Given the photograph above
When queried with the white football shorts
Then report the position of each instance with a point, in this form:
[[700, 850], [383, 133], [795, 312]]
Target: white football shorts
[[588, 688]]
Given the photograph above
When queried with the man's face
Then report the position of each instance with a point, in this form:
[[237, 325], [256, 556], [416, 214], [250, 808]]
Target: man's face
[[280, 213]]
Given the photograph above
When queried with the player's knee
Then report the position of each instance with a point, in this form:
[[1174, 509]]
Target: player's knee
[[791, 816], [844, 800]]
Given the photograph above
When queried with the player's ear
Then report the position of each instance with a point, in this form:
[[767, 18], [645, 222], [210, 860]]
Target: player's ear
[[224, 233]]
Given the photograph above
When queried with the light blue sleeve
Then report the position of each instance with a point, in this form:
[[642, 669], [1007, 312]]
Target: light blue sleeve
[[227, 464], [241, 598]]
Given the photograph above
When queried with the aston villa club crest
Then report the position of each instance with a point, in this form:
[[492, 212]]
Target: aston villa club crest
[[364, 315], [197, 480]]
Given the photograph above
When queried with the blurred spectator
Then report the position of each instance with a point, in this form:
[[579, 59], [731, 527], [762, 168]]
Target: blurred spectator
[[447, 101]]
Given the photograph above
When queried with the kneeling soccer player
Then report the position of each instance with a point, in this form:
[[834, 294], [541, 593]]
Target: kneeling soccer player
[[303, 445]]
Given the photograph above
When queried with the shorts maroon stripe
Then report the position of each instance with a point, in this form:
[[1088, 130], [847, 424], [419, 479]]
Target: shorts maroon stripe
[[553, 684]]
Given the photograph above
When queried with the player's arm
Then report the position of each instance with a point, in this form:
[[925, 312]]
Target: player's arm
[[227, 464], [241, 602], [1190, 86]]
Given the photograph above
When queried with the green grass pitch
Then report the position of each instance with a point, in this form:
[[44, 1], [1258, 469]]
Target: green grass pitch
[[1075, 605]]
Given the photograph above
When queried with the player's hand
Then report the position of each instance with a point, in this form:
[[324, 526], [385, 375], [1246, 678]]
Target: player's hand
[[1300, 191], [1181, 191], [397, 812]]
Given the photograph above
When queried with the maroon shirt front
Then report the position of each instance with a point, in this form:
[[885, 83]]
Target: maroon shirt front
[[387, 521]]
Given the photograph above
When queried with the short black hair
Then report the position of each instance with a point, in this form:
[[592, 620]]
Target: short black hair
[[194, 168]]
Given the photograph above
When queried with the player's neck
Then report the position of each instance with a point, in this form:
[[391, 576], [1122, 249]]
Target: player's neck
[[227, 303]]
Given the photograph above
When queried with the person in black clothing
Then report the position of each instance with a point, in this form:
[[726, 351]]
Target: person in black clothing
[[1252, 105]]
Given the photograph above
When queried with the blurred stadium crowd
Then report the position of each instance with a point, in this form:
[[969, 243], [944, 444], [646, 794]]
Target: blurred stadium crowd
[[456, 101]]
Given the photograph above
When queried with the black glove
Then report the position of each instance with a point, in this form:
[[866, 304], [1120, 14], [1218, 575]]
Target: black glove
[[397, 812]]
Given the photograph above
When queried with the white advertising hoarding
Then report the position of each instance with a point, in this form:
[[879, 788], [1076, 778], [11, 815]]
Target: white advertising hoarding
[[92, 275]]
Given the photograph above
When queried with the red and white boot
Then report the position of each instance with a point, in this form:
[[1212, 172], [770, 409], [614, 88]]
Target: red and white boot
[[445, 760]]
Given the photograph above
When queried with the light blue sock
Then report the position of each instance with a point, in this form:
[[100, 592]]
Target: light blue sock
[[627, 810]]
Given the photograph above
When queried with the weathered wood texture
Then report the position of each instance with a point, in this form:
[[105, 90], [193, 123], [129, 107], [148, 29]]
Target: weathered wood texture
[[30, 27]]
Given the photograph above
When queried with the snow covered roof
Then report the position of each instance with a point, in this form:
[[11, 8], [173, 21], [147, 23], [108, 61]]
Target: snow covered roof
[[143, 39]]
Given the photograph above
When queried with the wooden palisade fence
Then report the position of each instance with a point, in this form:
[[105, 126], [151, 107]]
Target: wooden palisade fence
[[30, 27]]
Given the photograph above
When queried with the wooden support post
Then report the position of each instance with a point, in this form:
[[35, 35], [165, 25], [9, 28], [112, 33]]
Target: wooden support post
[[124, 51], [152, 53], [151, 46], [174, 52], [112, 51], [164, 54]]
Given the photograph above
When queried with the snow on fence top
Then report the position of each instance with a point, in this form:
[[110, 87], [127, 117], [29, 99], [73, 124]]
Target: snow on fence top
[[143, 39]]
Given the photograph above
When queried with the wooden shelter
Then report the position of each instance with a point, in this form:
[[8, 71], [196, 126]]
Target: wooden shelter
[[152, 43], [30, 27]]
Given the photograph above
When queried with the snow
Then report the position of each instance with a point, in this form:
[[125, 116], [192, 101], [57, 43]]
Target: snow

::::::::::

> [WRITTEN EXERCISE]:
Transcribe everything from the beginning of the entries down to and including the line containing "[[227, 464], [241, 598]]" as a JSON list of strings, one string per line, with blank lines omitted.

> [TASK OUTPUT]:
[
  "Given the photograph above",
  "When queried with the white football shorts",
  "Then report the position of each instance with a point, in this form:",
  "[[700, 850], [383, 133], [795, 312]]",
  "Target: white football shorts",
  "[[588, 688]]",
  "Given the photograph above",
  "When queried with the man's face",
  "Then report the position of each instance with a point, in this form:",
  "[[237, 325], [256, 556], [416, 214], [250, 808]]",
  "Target: man's face",
  "[[280, 213]]",
  "Given the photograph above",
  "When queried with the player's knee",
  "Then report the position of each instance with a point, in this form:",
  "[[1174, 509]]",
  "Target: player's knee",
  "[[791, 816], [844, 800]]",
  "Given the photograph above",
  "When queried with the player's ear",
  "Then report the position of each instance with a point, in this form:",
  "[[767, 18], [645, 222], [210, 860]]",
  "Target: player's ear",
  "[[224, 233]]",
  "Given the photograph above",
  "When queried with the light blue sleeve",
  "Then report the position of each instance with a point, in this form:",
  "[[642, 669], [1007, 312]]",
  "Target: light blue sleeve",
  "[[227, 464], [241, 598]]"
]